Supplied text:

August 22, 2019 by John Fernandez
A Healthy Lunchbox: As Easy As 1-2-3
As you ready back-to-school preparations, don’t forget healthy lunches. Ensuring a healthy future for our children starts with a healthy lifestyle based on daily physical activity, adequate sleep and nutritious meals, including school lunches.
According to the American Heart Association (AHA), 91 percent of children in the U.S. have a poor diet. They tend to eat too much salt, sugar and fat, increasing the risk of having heart disease as an adult.
Lunch is an important time for kids to refuel their minds for classroom success — and for after-school sports. It may be a daunting task to pack something that is healthy AND appealing to kids. Baptist Health Registered Dietician Lucette Talamas provides simple tips and healthy snack hacks.
Making a healthy lunch box is as easy as 1-2-3
- Lunch box safety. Your child can choose a “cool” lunch box, but make sure it is insulated to keep food safe. Rule of thumb: Keep cold foods cold and hot foods hot.
- The 5 food groups. Plan to include as many food group choices based on My Plate guidelines. Here are a few lunch box-friendly ideas:
Add veggies to a sandwich, including sliced bell peppers, cucumbers or dark leafy greens. Pack a bag of cut carrots or celery with a bean dip like hummus.
The list is endless. Alternate choices by offering what is in season and thinking beyond apples and bananas! Pack extra for an after-school snack.
Offer a variety of lean proteins, including chicken or turkey, hard-boiled eggs or tuna. Other options include plant-based protein sources like beans and lentils (mmm chili).
Aim for half of your grain choices to be whole grain, including whole grain bread, rice or pasta. Use caution with whole grain cereals and bars, which may be loaded with added sugar.
If your child is bringing a home-packed lunch, it may also be possible to buy a milk carton at school. Low-fat cheese or yogurt can also be included in their lunches.

Entries shown:
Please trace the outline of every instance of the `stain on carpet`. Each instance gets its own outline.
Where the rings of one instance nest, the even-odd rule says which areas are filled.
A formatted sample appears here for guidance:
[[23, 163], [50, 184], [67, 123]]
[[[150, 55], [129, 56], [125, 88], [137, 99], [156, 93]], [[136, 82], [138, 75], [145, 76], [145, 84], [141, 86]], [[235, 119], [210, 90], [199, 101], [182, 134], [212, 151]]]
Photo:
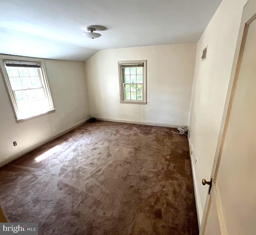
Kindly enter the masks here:
[[198, 235], [186, 136], [87, 123], [2, 167], [9, 222], [39, 234]]

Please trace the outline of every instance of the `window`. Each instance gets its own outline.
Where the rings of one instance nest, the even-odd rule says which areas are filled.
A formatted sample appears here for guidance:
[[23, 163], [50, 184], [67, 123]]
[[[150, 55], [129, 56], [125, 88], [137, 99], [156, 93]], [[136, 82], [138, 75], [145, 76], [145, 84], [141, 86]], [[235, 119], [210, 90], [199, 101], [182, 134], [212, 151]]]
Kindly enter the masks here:
[[118, 61], [120, 103], [146, 105], [146, 60]]
[[42, 59], [0, 56], [0, 65], [17, 121], [54, 111]]

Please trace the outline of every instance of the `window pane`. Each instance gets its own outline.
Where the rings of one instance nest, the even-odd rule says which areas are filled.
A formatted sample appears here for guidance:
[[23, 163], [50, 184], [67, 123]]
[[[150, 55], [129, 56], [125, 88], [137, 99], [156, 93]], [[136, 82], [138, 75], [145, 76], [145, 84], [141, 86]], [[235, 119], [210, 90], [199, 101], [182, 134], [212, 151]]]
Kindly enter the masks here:
[[38, 100], [45, 99], [45, 95], [44, 95], [43, 88], [36, 89], [36, 97]]
[[22, 86], [24, 89], [27, 89], [28, 88], [32, 87], [31, 84], [31, 81], [29, 77], [21, 77], [21, 82], [22, 83]]
[[37, 69], [35, 68], [28, 68], [28, 72], [30, 77], [36, 77], [38, 76]]
[[13, 91], [22, 89], [22, 85], [21, 84], [21, 81], [20, 81], [20, 77], [10, 77], [10, 82], [11, 83]]
[[130, 75], [125, 75], [125, 83], [130, 83]]
[[20, 77], [17, 68], [14, 68], [13, 67], [6, 67], [6, 68], [9, 77]]
[[125, 85], [125, 91], [130, 91], [130, 85], [128, 84]]
[[137, 74], [142, 74], [142, 67], [137, 67]]
[[20, 77], [28, 77], [29, 76], [28, 68], [18, 68], [18, 70], [20, 74]]
[[27, 95], [25, 91], [15, 91], [15, 95], [18, 103], [27, 102]]
[[137, 91], [141, 92], [142, 91], [142, 84], [137, 84]]
[[136, 92], [131, 92], [131, 99], [132, 100], [136, 99]]
[[130, 92], [125, 93], [125, 99], [131, 99], [131, 97], [130, 96]]
[[131, 84], [131, 91], [136, 91], [136, 84]]
[[125, 68], [124, 69], [124, 74], [126, 75], [130, 74], [130, 68]]
[[36, 91], [34, 89], [32, 90], [26, 90], [26, 93], [27, 93], [27, 97], [29, 102], [36, 101]]
[[41, 87], [41, 83], [39, 77], [32, 77], [31, 78], [32, 87], [33, 88]]
[[136, 83], [136, 75], [131, 75], [131, 83]]
[[137, 99], [139, 101], [142, 100], [142, 92], [137, 93]]
[[137, 75], [137, 83], [141, 83], [142, 82], [142, 75]]
[[136, 74], [136, 68], [130, 68], [131, 70], [131, 74]]

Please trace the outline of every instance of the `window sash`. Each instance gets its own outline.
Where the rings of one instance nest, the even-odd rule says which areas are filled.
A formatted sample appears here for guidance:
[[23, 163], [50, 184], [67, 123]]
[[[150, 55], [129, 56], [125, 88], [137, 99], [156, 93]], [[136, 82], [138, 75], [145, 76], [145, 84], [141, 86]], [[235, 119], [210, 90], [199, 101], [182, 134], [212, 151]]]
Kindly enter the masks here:
[[[135, 91], [131, 91], [130, 90], [130, 90], [129, 91], [126, 91], [125, 90], [125, 85], [136, 85], [136, 89]], [[144, 98], [144, 93], [143, 92], [143, 83], [123, 83], [123, 92], [124, 92], [124, 101], [136, 101], [138, 102], [142, 102], [143, 101], [143, 98]], [[137, 91], [137, 85], [142, 85], [142, 90], [141, 91]], [[126, 99], [126, 94], [125, 93], [126, 92], [130, 92], [130, 94], [131, 92], [135, 92], [136, 93], [136, 99]], [[137, 99], [137, 93], [142, 93], [142, 99], [141, 100], [138, 100]]]
[[[142, 104], [146, 105], [146, 60], [138, 60], [138, 61], [118, 61], [118, 70], [119, 72], [119, 85], [120, 85], [120, 103], [127, 103], [127, 104]], [[142, 73], [141, 73], [141, 70], [140, 71], [139, 73], [137, 70], [136, 71], [136, 73], [135, 74], [131, 74], [130, 72], [131, 70], [130, 70], [130, 72], [129, 74], [125, 74], [125, 70], [126, 68], [134, 68], [134, 67], [142, 67]], [[140, 73], [141, 73], [141, 74]], [[127, 75], [130, 76], [130, 79], [129, 78], [127, 77]], [[131, 82], [130, 79], [134, 79], [133, 77], [132, 78], [132, 76], [136, 76], [136, 82], [134, 80], [133, 80], [134, 82]], [[141, 76], [142, 77], [142, 80], [141, 78], [140, 77], [139, 79], [139, 81], [141, 82], [138, 82], [138, 76]], [[127, 80], [128, 79], [128, 80]], [[141, 85], [142, 87], [142, 90], [141, 91], [138, 91], [137, 90], [137, 87], [136, 91], [133, 92], [136, 92], [136, 99], [126, 99], [126, 91], [125, 91], [125, 85], [132, 85], [134, 84], [135, 85]], [[131, 91], [129, 91], [131, 92]], [[132, 91], [131, 92], [133, 92]], [[142, 97], [142, 100], [137, 99], [138, 93], [140, 93], [139, 95], [140, 95], [141, 94]], [[134, 94], [133, 94], [134, 95]], [[131, 98], [130, 96], [130, 98]]]
[[[27, 117], [21, 116], [22, 112], [20, 110], [19, 106], [20, 105], [19, 105], [19, 103], [18, 103], [17, 97], [15, 93], [15, 92], [16, 92], [17, 90], [12, 89], [10, 81], [10, 78], [12, 77], [9, 77], [6, 70], [6, 68], [9, 66], [26, 68], [32, 67], [37, 69], [38, 76], [36, 77], [39, 77], [38, 80], [40, 81], [40, 83], [38, 85], [40, 85], [40, 87], [37, 87], [36, 88], [36, 87], [32, 87], [31, 89], [36, 89], [37, 88], [43, 89], [45, 97], [46, 105], [45, 107], [46, 107], [46, 109], [47, 109], [47, 110], [45, 110], [45, 113], [44, 110], [41, 110], [38, 112], [38, 114], [34, 114], [34, 113], [35, 112], [32, 111], [31, 114], [33, 113], [33, 114], [30, 117]], [[11, 103], [16, 117], [16, 119], [18, 122], [24, 119], [33, 118], [38, 116], [43, 115], [44, 114], [49, 113], [54, 111], [55, 109], [54, 107], [50, 88], [47, 81], [43, 59], [38, 58], [21, 57], [20, 58], [19, 57], [19, 59], [18, 60], [17, 59], [17, 57], [15, 56], [2, 55], [0, 55], [0, 67], [1, 67], [3, 73], [6, 88], [8, 91]], [[21, 77], [20, 76], [19, 77], [20, 78]], [[31, 78], [33, 76], [30, 77], [30, 76], [29, 77]], [[28, 89], [22, 89], [22, 90], [24, 91], [26, 91]], [[36, 101], [37, 101], [40, 100], [37, 100]], [[34, 102], [34, 101], [30, 101], [27, 103], [30, 103], [31, 104], [31, 105], [32, 105], [32, 103]], [[24, 104], [24, 103], [20, 103], [19, 104], [20, 105], [21, 103]], [[48, 108], [48, 107], [49, 107]], [[32, 111], [32, 109], [31, 110]]]

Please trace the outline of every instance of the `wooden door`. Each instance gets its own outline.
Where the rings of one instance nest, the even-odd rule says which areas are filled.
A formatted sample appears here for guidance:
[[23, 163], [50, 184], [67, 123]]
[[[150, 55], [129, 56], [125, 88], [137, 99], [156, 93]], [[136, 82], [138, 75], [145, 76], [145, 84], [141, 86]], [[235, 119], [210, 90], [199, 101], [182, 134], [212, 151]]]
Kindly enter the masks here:
[[256, 0], [249, 0], [243, 13], [242, 43], [202, 235], [256, 234]]

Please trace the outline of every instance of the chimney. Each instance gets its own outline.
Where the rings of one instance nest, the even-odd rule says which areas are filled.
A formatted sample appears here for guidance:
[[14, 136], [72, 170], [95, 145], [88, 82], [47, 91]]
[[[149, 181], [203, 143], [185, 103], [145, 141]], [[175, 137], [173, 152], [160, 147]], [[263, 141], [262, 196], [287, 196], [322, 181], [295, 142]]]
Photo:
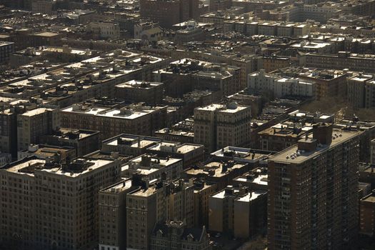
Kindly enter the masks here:
[[332, 124], [319, 122], [313, 126], [313, 138], [321, 144], [329, 145], [332, 142]]

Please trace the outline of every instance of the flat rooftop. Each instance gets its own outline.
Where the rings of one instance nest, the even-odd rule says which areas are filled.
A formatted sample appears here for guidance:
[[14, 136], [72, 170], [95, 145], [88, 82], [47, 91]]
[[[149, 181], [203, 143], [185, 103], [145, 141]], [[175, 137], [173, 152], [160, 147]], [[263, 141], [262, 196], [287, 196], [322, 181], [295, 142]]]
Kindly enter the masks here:
[[[81, 161], [81, 158], [76, 159], [75, 161]], [[11, 165], [10, 167], [6, 169], [6, 171], [18, 173], [19, 174], [29, 174], [34, 176], [35, 171], [46, 171], [54, 174], [64, 175], [67, 177], [74, 178], [78, 177], [81, 175], [89, 173], [89, 171], [94, 171], [97, 169], [99, 169], [105, 165], [111, 164], [112, 160], [106, 159], [86, 159], [85, 161], [89, 165], [87, 168], [84, 168], [79, 171], [71, 171], [69, 169], [65, 171], [64, 168], [61, 167], [60, 164], [56, 164], [56, 166], [51, 167], [46, 167], [44, 164], [46, 164], [45, 160], [40, 159], [31, 159], [26, 161], [21, 161], [19, 164], [17, 164], [17, 161], [15, 162], [15, 164]]]
[[[348, 141], [353, 137], [359, 135], [360, 132], [358, 131], [344, 131], [344, 130], [337, 130], [334, 129], [333, 135], [337, 134], [337, 136], [335, 136], [335, 139], [332, 139], [332, 142], [329, 145], [323, 144], [318, 146], [316, 149], [311, 151], [303, 151], [301, 152], [298, 151], [298, 144], [295, 144], [286, 150], [284, 150], [274, 156], [270, 158], [270, 160], [272, 161], [277, 161], [281, 163], [288, 163], [288, 164], [301, 164], [305, 161], [307, 161], [310, 159], [314, 158], [314, 156], [319, 155], [319, 154], [327, 151], [328, 149], [334, 147], [335, 146], [342, 143], [344, 141]], [[296, 157], [291, 158], [291, 155], [296, 154]]]

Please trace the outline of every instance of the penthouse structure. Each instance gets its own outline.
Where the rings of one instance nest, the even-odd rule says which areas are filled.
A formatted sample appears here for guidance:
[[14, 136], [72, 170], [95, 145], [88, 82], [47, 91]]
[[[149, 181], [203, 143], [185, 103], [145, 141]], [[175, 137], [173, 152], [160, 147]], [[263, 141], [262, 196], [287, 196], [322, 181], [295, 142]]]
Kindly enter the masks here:
[[279, 70], [281, 75], [298, 77], [315, 83], [316, 98], [345, 96], [347, 71], [341, 70], [288, 68]]
[[183, 163], [181, 159], [142, 154], [123, 166], [121, 175], [131, 177], [138, 174], [149, 180], [173, 180], [181, 176], [182, 169]]
[[6, 214], [0, 227], [2, 242], [16, 242], [19, 249], [92, 249], [99, 240], [98, 192], [119, 180], [120, 164], [25, 158], [2, 166], [0, 175], [6, 180], [1, 189], [0, 206]]
[[249, 143], [251, 108], [236, 103], [211, 104], [194, 109], [194, 142], [206, 152]]
[[44, 135], [44, 144], [74, 147], [76, 156], [83, 156], [99, 149], [99, 131], [60, 128], [51, 134]]
[[211, 160], [202, 166], [194, 166], [184, 171], [184, 178], [204, 180], [216, 184], [217, 189], [224, 189], [233, 183], [233, 179], [249, 171], [249, 164], [234, 161]]
[[61, 110], [63, 127], [99, 131], [102, 139], [121, 133], [151, 135], [164, 126], [166, 106], [130, 105], [121, 109], [74, 104]]
[[194, 121], [187, 118], [170, 128], [164, 128], [155, 131], [155, 136], [166, 141], [181, 141], [181, 143], [194, 142]]
[[221, 91], [222, 95], [240, 89], [240, 69], [226, 64], [182, 59], [154, 72], [156, 81], [164, 83], [165, 93], [178, 97], [194, 89]]
[[150, 105], [161, 104], [164, 86], [159, 82], [146, 82], [131, 80], [116, 85], [115, 97], [130, 102], [145, 101]]
[[50, 159], [57, 161], [70, 161], [76, 157], [76, 149], [71, 146], [56, 146], [50, 145], [30, 145], [26, 150], [19, 151], [17, 159], [35, 156], [38, 159]]
[[103, 141], [101, 151], [138, 156], [146, 154], [149, 147], [156, 145], [161, 140], [158, 137], [121, 134]]
[[359, 134], [317, 124], [312, 138], [301, 139], [270, 159], [271, 250], [345, 249], [354, 244], [358, 231]]
[[200, 144], [161, 141], [148, 148], [147, 151], [161, 157], [181, 159], [184, 169], [204, 159], [204, 146]]
[[271, 91], [275, 97], [315, 96], [315, 84], [298, 78], [280, 77], [266, 74], [264, 69], [249, 75], [248, 86], [261, 92]]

Exercises:
(a) According to the lunchbox article, what percentage of children in the U.S. have a poor diet?
(b) Continue the lunchbox article, picking up after its last sentence.
The rows are not needed for this work.

Outputs for the tasks:
(a) 91 percent of children in the U.S. have a poor diet, according to the American Heart Association.

(b)
- Beware of added sugars. From fruit jelly, fruity snacks, cereal bars and sugary drinks, the amount of added sugars can really build up in one lunch box. Before purchasing packaged items, review the Nutrition Facts label for grams of sugar and ingredients list to identify products that have less sugar, or even better – no added sugar.
Easy Eats From the 5 Food Groups:
Cold Pasta Primavera Salad
2 cups whole wheat rotini pasta, cooked
1 cup shelled edamame, cooked
1 cup broccoli, chopped into bite-size pieces
1 cup of cherry tomatoes, sliced in half
¼ cup black olives, sliced
Dressing of choice (olive oil, red wine vinegar, and oregano used here)
Salt and pepper to taste
- Boil pasta according to the directions on the package. Drain and allow to cool.
- While the pasta is boiling and cooling, rinse vegetables under running water and slice accordingly.
- Once pasta has cooled, toss all ingredients in a large bowl. Add small amount of a dressing (i.e. a vinaigrette) and toss.
- Refrigerate for at least an hour for maximum flavor.
Roasted Beets Hummus
- 1 15-ounce can of chickpeas (garbanzo beans), drained – reserving liquid
- ¼ cup tahini
- ¼ cup lemon juice
- 2 garlic cloves, crushed
- Paprika, olive oil and parsley for garnish
- Combine all ingredients except garnish in a mini food processor and begin to process on ‘puree’ setting.
- Add reserved chickpea liquid (~1-2 tbsp.) to make a smooth puree.
- Best served if chilled for 1-2 hours.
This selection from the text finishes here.